In another small hint of the changed dynamic, the most recent "What’s New" update on Interior’s reorganization webpage was posted last November, when Zinke still held office and Bernhardt was his deputy.

Bernhardt formally succeeded Zinke on April 11, well after the Trump administration had prepared its $12.6 billion Interior budget proposal.

Interior’s reorganization plan calls for 12 consolidated regions in which different bureaus could communicate more directly and share certain functions like procurement and IT support.

While stoutly defending the plan’s core notion of consolidating Interior bureau functions into fewer regions, Bernhardt this month effectively repudiated Zinke’s military-inspired concept of establishing a "unified regional commander" with a staff and authority over bureaus.

"I have serious questions about the utility of that," Bernhardt told members of the House Interior and Environment Appropriations Subcommittee.

Bernhardt drove the nail home on May 15, when he told the House Natural Resources Committee he was "not sold" on Zinke’s unified regional commander idea. Reading between the lines, "serious questions" and "not sold" add up to DOA (Greenwire, May 15).

In the two years since Zinke first touted his broad Interior reorganization vision as part of "planning for the next 100 years," a campaign in which he summoned Interior employees to "have the same courage" as President Theodore Roosevelt, political and bureaucratic realities have moderated other elements, as well.

Earlier regional lines have been redrawn. Under Western governors’ pressure, Bureau of Land Management state director positions have remained intact. And, publicly and privately, Bernhardt has lessened expectations.

"I can tell you based on our previous conversation, his vision is not nearly as comprehensive a restructuring as the former secretary," Sen. Lisa Murkowski (R-Alaska) told reporters this week.

Reorganization: Always a hard sell

None of this is surprising, given the history of other reorganization campaigns.

LISTED ENTRIES >>
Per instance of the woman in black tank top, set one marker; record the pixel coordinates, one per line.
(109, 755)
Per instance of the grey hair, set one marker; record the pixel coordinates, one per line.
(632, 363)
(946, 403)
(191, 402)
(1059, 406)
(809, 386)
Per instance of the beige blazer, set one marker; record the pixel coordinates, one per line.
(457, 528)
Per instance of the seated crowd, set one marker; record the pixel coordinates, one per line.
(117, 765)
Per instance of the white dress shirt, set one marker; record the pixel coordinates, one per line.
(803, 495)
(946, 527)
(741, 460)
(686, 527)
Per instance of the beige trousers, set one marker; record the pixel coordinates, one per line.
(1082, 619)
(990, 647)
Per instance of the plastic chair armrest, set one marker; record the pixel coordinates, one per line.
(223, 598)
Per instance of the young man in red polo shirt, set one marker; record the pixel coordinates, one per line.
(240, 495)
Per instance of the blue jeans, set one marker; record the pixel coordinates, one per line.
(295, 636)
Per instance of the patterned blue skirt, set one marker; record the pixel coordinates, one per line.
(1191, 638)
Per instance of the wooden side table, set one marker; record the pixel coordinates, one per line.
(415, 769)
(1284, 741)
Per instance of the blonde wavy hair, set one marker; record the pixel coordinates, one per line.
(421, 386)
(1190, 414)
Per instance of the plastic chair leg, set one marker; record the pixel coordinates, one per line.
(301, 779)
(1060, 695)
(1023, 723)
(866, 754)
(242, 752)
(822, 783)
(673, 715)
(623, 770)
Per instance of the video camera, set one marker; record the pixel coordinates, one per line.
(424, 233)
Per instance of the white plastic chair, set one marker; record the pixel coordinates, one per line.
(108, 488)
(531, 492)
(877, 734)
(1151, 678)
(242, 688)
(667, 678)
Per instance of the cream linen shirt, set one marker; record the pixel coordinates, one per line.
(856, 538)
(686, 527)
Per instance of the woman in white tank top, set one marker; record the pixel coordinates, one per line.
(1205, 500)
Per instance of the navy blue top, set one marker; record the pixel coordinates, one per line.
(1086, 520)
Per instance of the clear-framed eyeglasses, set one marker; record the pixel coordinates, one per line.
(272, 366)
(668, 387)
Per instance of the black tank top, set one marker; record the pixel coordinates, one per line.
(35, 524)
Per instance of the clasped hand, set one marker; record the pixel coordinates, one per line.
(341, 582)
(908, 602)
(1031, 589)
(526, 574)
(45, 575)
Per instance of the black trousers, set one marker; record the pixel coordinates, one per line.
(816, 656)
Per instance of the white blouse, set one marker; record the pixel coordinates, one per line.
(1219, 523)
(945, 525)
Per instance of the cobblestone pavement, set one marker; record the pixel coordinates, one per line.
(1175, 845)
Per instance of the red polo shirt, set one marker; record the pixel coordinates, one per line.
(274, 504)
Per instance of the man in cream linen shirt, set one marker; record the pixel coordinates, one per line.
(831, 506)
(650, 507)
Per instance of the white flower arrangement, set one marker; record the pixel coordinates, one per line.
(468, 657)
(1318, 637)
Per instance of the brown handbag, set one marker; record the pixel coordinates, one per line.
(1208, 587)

BRIEF 1 >> Duplicate the passage of the Interior reorganization article starting at "While stoutly defending" and ending at "(Greenwire, May 15).".
BRIEF 2 >> Write the next part of the article about the Interior Department reorganization, picking up right after its final sentence.

TASK RESULT 1 >>
While stoutly defending the plan’s core notion of consolidating Interior bureau functions into fewer regions, Bernhardt this month effectively repudiated Zinke’s military-inspired concept of establishing a "unified regional commander" with a staff and authority over bureaus.

"I have serious questions about the utility of that," Bernhardt told members of the House Interior and Environment Appropriations Subcommittee.

Bernhardt drove the nail home on May 15, when he told the House Natural Resources Committee he was "not sold" on Zinke’s unified regional commander idea. Reading between the lines, "serious questions" and "not sold" add up to DOA (Greenwire, May 15).

TASK RESULT 2 >>
"At Interior, we have begun to make sweeping institutional and policy changes to end what I see as the domination of the department by mining, oil and other special interests," then-Interior Secretary Cecil Andrus said in a speech to the National Wildlife Federation in early 1977.

Andrus, who helmed Interior during the Carter administration, vowed to overhaul the agency and "centralize" policymaking.

"We intend and have begun to break up the little fiefdoms which have divided Interior for years. For too long each of the interests — grazing, mining, timber and so forth — has had its own domain," Andrus said. "The place was like a centipede with each little pair of feet scuttling off in its own direction. That is going to change."

Two years later, Andrus unveiled his proposal to create a "Department of Natural Resources," an agency that would combine Interior with the Forest Service and NOAA, removing those bureaus from the departments of Agriculture and Commerce, respectively.

That proposal never came to fruition. And Andrus’ successor, Interior Secretary James Watt, likewise saw his mission to overhaul the agency in the Reagan administration.

"I was given clear charges by the president. I was to bring about massive change in the way our federal lands and western waters were being managed so that all of Americans could benefit and enjoy them. All Americans. Not an elite group, but all Americans," Watt recalled in a 2004 interview with the Center of the American West at the University of Colorado.

Even outside pressure to remake the agency has found little traction.

Then-Tennessee Sen. Fred Thompson (R) pushed for the combination of various Interior bureaus — the National Park Service, the Fish and Wildlife Service, the Bureau of Land Management, and USDA’s Forest Service — in a 2001 report titled "Government at the Brink."

"The issues they address, such as managing forested areas and controlling wildfires, transcend their administrative boundaries and require increased collaboration with each other and with other entities, such as states and private landowners," Thompson wrote, endorsing a Government Accountability Office recommendation for Congress to "consider reorganizing or streamlining federal land management programs and agencies."

Despite those failures, some larger overhauls have occurred, such as former Interior Secretary Ken Salazar’s move to dismantle the Minerals Management Service, created by Watt during the Reagan administration.

Following the Deepwater Horizon disaster, Salazar divided the agency into three divisions to oversee offshore drilling’s development, enforcement and revenue collection (E&E News PM, May 19, 2010).

Former Interior officials from both Democratic and Republican administrations had warned against Zinke’s visionary plans last year, suggesting the effort could ultimately be a waste of taxpayer money(E&E News PM, March 16, 2018).

"It’s sort of like rearranging the deck chairs on the Titanic. It’s a huge time suck to do that, and as a political appointee, you have a very limited window to get things done," Rebecca Watson, who served as assistant secretary for land and minerals management in the George W. Bush administration, said at that time.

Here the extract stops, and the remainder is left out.